### What needs to be done
Output consists of the line that contains "Box rooftop railing for me." plus every later line of the material below, each one duplicated exactly.

### Records for processing

>>>

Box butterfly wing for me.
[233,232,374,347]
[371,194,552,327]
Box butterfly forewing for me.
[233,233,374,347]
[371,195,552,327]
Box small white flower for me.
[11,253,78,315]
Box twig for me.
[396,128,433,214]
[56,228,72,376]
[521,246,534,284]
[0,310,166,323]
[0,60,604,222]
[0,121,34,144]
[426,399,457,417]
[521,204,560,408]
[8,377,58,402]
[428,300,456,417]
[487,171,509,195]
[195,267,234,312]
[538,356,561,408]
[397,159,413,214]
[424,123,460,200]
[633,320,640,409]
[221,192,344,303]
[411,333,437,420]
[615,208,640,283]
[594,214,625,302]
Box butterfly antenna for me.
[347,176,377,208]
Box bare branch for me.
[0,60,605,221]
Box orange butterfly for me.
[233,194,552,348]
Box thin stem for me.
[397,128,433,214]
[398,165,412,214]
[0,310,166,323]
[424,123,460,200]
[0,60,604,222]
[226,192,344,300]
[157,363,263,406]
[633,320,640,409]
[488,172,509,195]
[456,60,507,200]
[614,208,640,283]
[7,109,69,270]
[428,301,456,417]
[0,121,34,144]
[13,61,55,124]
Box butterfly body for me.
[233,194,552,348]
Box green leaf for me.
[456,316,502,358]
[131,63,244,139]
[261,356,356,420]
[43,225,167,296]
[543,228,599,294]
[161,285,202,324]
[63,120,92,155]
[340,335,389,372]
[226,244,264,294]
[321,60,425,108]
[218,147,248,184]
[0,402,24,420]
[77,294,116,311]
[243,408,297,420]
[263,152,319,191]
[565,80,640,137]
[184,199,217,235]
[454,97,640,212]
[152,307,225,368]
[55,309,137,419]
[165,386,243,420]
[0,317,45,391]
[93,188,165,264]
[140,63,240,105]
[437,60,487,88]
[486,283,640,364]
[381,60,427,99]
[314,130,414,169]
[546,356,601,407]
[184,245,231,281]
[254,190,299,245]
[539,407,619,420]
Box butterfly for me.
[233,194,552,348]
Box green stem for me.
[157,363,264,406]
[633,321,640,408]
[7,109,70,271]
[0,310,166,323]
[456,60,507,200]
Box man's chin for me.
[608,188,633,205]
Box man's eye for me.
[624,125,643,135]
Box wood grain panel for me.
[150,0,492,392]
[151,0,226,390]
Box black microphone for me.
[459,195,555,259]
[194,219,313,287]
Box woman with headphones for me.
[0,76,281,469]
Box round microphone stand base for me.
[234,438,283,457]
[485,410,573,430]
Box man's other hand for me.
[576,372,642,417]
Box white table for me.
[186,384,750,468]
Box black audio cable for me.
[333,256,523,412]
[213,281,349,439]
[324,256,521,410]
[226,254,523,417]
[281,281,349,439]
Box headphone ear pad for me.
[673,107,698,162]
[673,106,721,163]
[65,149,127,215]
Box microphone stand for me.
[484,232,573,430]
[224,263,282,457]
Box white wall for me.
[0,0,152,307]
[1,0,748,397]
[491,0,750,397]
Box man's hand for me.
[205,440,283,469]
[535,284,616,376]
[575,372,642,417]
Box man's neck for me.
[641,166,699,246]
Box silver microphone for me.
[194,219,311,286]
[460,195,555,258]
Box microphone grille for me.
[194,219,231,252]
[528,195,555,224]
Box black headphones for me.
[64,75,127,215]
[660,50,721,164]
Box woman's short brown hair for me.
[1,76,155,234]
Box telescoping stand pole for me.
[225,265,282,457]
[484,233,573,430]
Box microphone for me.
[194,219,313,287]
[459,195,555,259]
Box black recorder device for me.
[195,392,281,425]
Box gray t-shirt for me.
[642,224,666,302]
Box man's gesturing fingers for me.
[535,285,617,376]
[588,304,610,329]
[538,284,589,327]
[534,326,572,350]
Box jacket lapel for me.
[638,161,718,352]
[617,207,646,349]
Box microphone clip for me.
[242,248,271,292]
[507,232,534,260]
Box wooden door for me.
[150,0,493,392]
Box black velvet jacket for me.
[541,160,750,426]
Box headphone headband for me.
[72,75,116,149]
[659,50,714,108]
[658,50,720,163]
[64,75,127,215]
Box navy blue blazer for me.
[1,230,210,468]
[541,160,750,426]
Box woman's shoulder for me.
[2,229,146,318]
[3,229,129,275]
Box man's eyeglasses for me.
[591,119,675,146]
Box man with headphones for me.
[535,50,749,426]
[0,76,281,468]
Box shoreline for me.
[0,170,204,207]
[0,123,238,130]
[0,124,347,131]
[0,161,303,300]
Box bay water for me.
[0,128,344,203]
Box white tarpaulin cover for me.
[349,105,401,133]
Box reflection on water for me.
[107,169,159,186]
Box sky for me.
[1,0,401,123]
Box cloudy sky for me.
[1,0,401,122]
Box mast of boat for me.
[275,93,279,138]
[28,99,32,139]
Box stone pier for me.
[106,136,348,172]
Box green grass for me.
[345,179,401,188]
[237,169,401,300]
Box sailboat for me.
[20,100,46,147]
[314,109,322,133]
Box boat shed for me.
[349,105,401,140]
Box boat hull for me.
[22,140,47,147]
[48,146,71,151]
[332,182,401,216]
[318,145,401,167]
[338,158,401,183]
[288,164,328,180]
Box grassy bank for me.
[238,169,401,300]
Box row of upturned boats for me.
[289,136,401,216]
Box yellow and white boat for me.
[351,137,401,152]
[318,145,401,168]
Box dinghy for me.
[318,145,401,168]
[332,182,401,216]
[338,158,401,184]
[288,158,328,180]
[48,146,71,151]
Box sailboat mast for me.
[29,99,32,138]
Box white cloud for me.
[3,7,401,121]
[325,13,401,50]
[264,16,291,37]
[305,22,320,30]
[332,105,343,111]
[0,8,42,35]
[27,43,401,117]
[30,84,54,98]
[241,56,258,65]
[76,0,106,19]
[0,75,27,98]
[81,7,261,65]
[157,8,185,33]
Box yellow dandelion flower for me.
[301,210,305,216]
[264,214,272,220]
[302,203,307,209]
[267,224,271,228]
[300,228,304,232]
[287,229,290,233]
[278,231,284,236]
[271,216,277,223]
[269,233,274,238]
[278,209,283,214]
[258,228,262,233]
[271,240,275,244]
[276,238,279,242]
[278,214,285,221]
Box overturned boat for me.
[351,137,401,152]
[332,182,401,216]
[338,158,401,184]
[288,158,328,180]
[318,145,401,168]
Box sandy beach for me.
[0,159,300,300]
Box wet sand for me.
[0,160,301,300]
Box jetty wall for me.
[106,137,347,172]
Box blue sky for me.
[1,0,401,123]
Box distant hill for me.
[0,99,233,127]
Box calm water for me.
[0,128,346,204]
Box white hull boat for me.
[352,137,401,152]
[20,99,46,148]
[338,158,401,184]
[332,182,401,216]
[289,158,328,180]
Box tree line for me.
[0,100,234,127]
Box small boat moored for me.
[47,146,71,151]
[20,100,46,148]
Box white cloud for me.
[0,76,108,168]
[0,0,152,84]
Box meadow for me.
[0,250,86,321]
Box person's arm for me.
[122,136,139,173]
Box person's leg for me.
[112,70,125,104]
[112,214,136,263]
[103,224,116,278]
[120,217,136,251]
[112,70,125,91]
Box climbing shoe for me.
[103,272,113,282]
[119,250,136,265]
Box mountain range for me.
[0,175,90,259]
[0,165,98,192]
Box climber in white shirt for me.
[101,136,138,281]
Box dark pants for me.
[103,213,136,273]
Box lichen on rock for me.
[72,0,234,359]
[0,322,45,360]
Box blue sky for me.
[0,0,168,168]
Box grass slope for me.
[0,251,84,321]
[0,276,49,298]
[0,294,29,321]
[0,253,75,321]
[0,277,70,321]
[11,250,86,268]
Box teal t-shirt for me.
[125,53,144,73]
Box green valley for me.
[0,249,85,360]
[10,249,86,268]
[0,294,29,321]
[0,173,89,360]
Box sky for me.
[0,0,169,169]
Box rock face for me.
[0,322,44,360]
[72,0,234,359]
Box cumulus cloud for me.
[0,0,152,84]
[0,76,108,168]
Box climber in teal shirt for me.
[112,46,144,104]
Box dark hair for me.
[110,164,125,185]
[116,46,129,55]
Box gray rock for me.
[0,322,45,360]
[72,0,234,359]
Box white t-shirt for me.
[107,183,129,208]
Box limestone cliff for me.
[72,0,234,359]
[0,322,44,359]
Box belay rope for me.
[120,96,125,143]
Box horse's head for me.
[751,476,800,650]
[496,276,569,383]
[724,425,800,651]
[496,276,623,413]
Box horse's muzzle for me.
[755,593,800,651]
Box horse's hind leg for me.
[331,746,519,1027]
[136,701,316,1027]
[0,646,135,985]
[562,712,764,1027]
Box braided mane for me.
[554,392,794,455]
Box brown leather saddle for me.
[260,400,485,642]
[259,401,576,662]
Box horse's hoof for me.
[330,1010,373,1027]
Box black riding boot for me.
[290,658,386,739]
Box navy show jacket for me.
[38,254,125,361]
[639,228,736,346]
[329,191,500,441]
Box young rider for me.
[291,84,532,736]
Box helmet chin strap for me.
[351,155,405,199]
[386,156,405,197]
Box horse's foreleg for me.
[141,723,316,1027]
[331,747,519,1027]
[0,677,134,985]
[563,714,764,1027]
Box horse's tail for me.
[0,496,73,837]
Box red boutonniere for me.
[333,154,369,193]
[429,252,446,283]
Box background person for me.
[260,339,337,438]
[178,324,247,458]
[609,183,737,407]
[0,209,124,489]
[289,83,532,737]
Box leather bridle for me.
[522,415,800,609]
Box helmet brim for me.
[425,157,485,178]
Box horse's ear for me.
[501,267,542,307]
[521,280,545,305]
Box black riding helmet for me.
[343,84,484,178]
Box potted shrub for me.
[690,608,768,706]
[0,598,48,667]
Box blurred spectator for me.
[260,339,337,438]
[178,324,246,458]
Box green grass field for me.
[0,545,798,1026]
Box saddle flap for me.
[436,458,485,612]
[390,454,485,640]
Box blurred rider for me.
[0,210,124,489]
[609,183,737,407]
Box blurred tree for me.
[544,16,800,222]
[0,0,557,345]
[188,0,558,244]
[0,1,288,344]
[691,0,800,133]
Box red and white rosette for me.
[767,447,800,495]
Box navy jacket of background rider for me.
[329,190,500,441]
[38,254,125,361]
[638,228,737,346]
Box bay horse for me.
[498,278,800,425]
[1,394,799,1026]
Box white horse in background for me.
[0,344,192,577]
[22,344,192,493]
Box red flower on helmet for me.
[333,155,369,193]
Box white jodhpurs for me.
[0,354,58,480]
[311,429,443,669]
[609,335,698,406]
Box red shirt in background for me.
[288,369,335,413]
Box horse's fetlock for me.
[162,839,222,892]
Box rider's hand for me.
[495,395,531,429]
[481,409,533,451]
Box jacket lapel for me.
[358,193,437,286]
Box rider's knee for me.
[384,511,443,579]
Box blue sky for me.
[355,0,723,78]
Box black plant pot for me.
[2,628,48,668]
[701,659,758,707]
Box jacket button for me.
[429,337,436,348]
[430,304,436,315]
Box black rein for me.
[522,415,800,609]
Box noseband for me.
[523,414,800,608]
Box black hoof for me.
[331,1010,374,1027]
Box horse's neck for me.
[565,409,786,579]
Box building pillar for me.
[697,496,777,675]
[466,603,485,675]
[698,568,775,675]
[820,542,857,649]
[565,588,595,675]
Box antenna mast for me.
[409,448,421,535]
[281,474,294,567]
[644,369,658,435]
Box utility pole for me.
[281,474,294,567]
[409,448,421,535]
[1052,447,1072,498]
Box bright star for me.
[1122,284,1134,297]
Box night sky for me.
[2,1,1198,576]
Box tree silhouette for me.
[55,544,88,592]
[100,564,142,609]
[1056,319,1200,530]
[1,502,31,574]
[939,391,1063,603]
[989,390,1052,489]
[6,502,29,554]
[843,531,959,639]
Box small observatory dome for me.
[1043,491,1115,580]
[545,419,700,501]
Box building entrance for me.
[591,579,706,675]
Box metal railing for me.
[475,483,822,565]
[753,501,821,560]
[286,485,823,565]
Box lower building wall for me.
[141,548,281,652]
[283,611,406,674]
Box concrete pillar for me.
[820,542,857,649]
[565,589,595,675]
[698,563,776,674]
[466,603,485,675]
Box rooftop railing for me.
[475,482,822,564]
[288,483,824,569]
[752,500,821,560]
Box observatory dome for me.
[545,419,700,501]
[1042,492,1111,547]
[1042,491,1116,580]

<<<

### Solution to this task
Box rooftop railing for me.
[475,482,822,564]
[288,483,824,569]
[752,500,821,560]
Box observatory dome for me.
[545,419,700,501]
[1042,492,1111,547]
[1042,491,1116,580]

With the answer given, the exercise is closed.